Written instruction 1:
Answer each question using only the essay on patenting:
(a) According to the essay, how long can it take for a patent to be granted?
(b) What do economists call the effect by which an ecosystem around open products reinforces every product in it?
(c) How soon after their first release are new products now copied?
Written instruction 2:
In the essay on patenting, reproduce word for word the stretch from "There is a strong" through "in no time.".
Written instruction 3:
Resume the essay on patenting after its last sentence, keeping its subject and style.

Text shown:
::::::::::

Author: Tiberius Brastaviceanu

Why patenting doesn’t make economical sense anymore

work in progress...


   

     Table of contents

Knowledge is becoming abundant.

Technology advances very fast.

Difficult to protect

Knowledge cannot be treated as physical property!

It becomes more and more difficult to patent something and to maintain the patent.

We’ll see a clash between patent holders and open communities of design and innovation.

There is a strong tendency to outsource innovation and design.

Protecting knowledge means slowing down collaboration, which is counter-productive.


Knowledge is becoming abundant.

Anyone in the world can aggregate massive amounts of information with the help of the Internet. Knowledge is not scarce anymore. The Internet acts as a huge repository of information, which gets structured and turned into knowledge. Web 2.0 applications have turned the Internet into a massive, never ending brainstorming session. If you can’t find some information on the Internet ask a question on a few specialized forums and you’ll get your answer in no time.

Technology advances very fast.

Today, a technology can become obsolete even before the patent is granted, which can take anywhere from 3 to 8 years. By the time you get a patent you can launch a newer version of the product or your competitors can come up with a better idea. It doesn’t make sense to invest in protection when that protection becomes useless even before you get it.[1] 

Patents are increasingly used as defensive mechanisms, to insure a monopoly on consumables, for example. HP would sell you a very cheap printer for which you need to spend a ton of money on disposable ink cartridges. They include a few cartridges with the printer not to make you realize their plans to lock you in for years on their proprietary ink cartridges, when you make your decision to purchase the printer. That ink cartridge, which is actually a low tech device, is protected by a patent. Not because the knowledge that goes in it is so valuable, but because HP wants a mini-monopoly on ink. They want you to buy ink only from them. Their business model relies on revenues from consumables.  

Open products based on open standards are becoming increasingly popular, because they are more generative and they can create ecosystems around them, which tent to enforce every product that belongs to it. Economists call that network effects. Moreover, open products and open standards offer a greater continuity for the customer and lower switching costs, which is a great value proposition, making the product more attractive.

Difficult to protect

We are living in a strongly interconnected global economy. It becomes almost impossible to protect commercial rights over a product-idea or a design, on a global scale. New products are copied now within months after their first release.

Knowledge cannot be treated as physical property! 

The patenting system is an extension of the notion of private property, as it applies to land ownership. There is this notion of knowledge domain, which is the analogous of a piece of land, delimited with a fence. Owning the commercial rights over a domain of applied knowledge relies on the factually false assumption that everything within that domain “belongs” to the patent owner. All our inventions rely on knowledge produced by other individuals before us. Philosophically speaking, knowledge and applied knowledge can only belong to humanity. Only know how, the thing that resides in you, and that enables you to do something useful, belongs to you, and only you.

::::::::::

Data shown:
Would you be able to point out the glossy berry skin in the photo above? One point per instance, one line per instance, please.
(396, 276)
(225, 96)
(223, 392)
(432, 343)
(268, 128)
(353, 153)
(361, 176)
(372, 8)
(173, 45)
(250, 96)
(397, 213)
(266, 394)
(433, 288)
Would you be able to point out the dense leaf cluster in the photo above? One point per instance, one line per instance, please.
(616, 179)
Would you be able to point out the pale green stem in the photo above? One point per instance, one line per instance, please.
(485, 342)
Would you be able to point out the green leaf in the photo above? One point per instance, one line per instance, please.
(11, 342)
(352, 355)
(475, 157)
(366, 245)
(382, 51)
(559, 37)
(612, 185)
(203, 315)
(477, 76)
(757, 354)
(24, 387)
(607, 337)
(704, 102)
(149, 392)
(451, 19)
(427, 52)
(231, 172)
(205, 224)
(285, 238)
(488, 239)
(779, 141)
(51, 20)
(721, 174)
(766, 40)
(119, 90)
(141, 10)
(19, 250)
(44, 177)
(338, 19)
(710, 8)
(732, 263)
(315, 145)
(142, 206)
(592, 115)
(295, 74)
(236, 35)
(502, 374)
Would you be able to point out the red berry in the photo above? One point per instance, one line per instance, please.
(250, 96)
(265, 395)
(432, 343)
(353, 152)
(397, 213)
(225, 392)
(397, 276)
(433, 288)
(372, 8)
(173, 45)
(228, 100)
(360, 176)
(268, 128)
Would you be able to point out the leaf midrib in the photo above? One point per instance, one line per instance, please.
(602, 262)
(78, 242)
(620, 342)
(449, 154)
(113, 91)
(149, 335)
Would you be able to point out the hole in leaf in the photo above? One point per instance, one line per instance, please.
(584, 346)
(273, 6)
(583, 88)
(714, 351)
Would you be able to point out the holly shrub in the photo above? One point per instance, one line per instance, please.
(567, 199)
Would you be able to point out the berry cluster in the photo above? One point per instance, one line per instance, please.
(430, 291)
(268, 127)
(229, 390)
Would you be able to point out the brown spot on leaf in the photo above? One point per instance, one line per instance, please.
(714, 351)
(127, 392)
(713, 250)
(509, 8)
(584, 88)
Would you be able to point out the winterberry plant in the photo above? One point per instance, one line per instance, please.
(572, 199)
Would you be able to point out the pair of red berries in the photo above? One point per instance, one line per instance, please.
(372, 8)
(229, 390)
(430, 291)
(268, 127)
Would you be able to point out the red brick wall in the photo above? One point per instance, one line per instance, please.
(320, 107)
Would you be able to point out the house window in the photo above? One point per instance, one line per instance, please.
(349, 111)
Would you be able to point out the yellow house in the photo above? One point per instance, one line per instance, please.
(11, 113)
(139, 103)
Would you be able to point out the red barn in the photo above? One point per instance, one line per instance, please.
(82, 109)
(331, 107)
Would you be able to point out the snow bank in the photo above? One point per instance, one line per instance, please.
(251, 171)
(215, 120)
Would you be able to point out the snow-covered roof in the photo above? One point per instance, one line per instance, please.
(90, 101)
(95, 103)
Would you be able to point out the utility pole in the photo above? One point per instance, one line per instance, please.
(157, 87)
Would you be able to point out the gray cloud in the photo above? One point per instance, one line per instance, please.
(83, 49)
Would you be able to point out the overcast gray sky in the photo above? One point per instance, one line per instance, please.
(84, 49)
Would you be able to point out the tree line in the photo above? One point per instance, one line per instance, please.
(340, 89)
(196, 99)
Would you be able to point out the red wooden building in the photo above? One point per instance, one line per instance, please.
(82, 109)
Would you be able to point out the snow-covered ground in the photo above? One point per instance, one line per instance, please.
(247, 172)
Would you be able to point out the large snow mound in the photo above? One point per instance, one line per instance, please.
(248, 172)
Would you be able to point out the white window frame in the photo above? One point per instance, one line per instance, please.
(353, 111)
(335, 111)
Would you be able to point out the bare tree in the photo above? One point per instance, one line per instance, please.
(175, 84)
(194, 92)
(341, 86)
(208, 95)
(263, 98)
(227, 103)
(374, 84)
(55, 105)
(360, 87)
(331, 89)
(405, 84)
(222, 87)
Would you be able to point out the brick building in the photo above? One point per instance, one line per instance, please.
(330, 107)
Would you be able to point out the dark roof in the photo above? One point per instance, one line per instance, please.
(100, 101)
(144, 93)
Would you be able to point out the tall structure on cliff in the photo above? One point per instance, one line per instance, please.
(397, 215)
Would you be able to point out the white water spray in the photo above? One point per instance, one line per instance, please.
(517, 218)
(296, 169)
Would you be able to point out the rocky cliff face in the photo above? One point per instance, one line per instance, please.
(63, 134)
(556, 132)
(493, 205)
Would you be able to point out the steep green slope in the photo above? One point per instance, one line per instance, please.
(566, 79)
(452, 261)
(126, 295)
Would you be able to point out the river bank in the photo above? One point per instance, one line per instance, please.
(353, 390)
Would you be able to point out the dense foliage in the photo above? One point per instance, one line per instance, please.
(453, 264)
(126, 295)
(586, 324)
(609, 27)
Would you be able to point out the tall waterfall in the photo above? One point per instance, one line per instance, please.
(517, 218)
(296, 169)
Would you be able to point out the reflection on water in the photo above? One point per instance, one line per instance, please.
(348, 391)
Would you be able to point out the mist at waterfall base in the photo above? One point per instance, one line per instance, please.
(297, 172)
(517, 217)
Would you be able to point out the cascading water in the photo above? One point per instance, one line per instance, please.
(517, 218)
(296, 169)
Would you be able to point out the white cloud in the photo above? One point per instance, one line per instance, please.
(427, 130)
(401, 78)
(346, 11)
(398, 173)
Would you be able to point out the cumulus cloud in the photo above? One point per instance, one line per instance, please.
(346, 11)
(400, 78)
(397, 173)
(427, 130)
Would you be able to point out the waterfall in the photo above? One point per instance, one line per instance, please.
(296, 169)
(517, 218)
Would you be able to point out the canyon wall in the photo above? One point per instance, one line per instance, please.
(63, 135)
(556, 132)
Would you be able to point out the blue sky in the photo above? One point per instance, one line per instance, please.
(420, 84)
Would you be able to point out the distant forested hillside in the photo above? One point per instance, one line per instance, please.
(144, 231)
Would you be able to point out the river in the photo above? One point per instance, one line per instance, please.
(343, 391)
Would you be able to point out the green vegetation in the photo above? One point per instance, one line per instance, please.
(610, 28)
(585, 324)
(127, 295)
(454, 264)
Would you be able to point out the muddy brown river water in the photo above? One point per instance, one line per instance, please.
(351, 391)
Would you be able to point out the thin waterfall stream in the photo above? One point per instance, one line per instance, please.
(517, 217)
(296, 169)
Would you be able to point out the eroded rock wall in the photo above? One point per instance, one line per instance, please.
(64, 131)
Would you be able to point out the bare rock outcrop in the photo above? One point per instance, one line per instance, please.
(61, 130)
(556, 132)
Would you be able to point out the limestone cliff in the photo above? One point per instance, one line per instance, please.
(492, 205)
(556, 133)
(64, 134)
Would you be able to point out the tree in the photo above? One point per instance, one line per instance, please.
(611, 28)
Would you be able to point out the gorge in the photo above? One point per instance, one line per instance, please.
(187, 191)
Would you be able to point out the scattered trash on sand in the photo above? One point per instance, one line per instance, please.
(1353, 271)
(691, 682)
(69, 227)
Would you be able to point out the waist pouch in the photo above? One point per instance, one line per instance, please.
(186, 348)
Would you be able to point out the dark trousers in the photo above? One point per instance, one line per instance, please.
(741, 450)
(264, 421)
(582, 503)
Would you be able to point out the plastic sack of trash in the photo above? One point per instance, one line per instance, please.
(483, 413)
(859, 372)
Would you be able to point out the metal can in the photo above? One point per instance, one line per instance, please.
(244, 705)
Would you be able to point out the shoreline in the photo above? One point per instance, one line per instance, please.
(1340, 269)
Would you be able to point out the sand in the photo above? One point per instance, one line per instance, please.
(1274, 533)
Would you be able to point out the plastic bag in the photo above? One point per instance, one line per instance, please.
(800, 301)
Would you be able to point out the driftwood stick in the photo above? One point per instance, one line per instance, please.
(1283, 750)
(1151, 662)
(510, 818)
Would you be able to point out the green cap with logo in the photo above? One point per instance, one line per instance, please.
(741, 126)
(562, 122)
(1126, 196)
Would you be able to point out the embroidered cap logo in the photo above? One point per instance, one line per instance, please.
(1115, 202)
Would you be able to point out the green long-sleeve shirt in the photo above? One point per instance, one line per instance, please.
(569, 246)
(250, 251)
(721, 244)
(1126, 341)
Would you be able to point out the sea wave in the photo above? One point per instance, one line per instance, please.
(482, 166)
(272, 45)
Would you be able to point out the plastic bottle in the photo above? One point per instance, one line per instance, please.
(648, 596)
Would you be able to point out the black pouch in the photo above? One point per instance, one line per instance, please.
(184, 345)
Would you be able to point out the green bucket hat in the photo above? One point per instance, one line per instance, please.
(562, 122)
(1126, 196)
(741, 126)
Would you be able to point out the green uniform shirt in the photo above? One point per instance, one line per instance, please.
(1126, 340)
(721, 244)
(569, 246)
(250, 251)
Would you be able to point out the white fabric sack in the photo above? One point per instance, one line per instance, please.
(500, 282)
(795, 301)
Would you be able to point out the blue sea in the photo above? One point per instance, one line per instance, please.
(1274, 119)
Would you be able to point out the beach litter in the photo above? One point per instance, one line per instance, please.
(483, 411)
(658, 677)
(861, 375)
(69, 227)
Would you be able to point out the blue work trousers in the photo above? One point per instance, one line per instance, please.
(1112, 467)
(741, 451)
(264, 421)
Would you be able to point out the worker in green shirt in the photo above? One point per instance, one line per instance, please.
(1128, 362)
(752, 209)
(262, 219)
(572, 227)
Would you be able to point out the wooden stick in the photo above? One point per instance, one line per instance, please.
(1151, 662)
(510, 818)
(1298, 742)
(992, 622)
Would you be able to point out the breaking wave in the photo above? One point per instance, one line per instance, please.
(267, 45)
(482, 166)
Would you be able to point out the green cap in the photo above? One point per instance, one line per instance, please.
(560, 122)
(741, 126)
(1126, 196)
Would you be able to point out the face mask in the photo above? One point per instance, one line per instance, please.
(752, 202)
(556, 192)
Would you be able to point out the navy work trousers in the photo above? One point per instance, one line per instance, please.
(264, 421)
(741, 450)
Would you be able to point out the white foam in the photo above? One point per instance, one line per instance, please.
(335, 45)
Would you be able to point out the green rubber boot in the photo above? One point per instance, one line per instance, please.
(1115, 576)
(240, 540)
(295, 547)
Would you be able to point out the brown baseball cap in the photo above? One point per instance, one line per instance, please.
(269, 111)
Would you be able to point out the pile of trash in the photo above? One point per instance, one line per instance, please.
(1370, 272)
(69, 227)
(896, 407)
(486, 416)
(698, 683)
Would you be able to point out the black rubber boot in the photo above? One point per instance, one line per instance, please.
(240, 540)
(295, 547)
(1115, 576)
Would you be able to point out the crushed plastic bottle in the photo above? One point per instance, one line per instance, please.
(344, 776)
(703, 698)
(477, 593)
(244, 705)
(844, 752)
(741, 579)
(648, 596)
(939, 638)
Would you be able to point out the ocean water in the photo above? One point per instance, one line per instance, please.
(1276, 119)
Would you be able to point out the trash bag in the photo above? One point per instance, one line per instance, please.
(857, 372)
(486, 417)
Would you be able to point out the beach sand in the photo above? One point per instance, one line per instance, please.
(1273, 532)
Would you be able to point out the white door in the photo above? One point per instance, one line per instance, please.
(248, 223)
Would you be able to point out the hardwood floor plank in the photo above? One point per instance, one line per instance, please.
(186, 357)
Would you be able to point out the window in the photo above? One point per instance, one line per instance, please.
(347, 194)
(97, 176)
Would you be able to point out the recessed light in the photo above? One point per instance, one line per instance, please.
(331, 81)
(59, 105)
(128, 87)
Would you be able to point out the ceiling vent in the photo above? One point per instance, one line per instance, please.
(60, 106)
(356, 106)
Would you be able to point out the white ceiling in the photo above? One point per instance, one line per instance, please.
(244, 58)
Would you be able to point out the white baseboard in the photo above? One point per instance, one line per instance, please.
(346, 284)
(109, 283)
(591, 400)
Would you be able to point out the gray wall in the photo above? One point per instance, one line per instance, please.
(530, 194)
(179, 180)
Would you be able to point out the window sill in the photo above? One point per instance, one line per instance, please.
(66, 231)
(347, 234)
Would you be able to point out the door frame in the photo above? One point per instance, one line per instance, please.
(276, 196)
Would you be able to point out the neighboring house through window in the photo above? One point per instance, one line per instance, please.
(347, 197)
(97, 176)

::::::::::

Response 1:
(a) Anywhere from 3 to 8 years.
(b) Network effects.
(c) Within months.

Response 2:
There is a strong tendency to outsource innovation and design.

Protecting knowledge means slowing down collaboration, which is counter-productive.


Knowledge is becoming abundant.

Anyone in the world can aggregate massive amounts of information with the help of the Internet. Knowledge is not scarce anymore. The Internet acts as a huge repository of information, which gets structured and turned into knowledge. Web 2.0 applications have turned the Internet into a massive, never ending brainstorming session. If you can’t find some information on the Internet ask a question on a few specialized forums and you’ll get your answer in no time.

Response 3:
In order to make something be considered something else, which it is not, you need to create an institution. The unnatural needs to be maintained. Natural things sustain themselves. If you decide to force people to treat knowledge as individual property, which is not, sooner or later, as the context shifts, the true nature of knowledge will resurface, and you will face problems. The institution that you create to insure that knowledge is treated as individual property will simply collapse. The patent was created for economical reasons, which are removed from the true nature of knowledge itself. The parallel between knowledge and physical property is only artificially maintained by this institution, and can be maintain so only in some circumstances. The world is changing. The Internet affects how knowledge is produced and shared, and it affects the way knowledge is turned into wealth.    

It becomes more and more difficult to patent something and to maintain the patent.

The Internet is a huge repository of ideas and a huge brainstorming place. That makes is harder to be original and to delimit the domain of some “intellectual property”. One can always find bits of a “new” idea if one searches the Internet long enough. Once information is on the Internet it should be in the public domain, therefore it should NOT be patentable.

Patenting will soon become a joke, unless we’re talking about a new synthetic molecule, never imagined before. It becomes almost unjust to patent something on grounds of originality, because there is a good chance someone else on this planet has thought about something similar. Before the Internet age it was almost impossible to scan the entire planet for bits of an idea. This lack of information was actually the ground on which originality was claimed, because not finding something is often confused with its non-existence. What happens when more and more people put their thoughts and ideas on the Internet and make that accessible to the entire population of our planet?

This is NOT a moral argument as for why we should or shouldn’t patent. It is an economical argument, because once the grounds on which a patent is claimed are destroyed the entire system becomes unstable. Patent holders become more vulnerable to attacks, which makes it more costly to maintain a patent.

We’ll see a clash between patent holders and open communities of design and innovation. 

Read this short blog post: The collapse of the patent system.

There is a strong tendency to outsource innovation and design.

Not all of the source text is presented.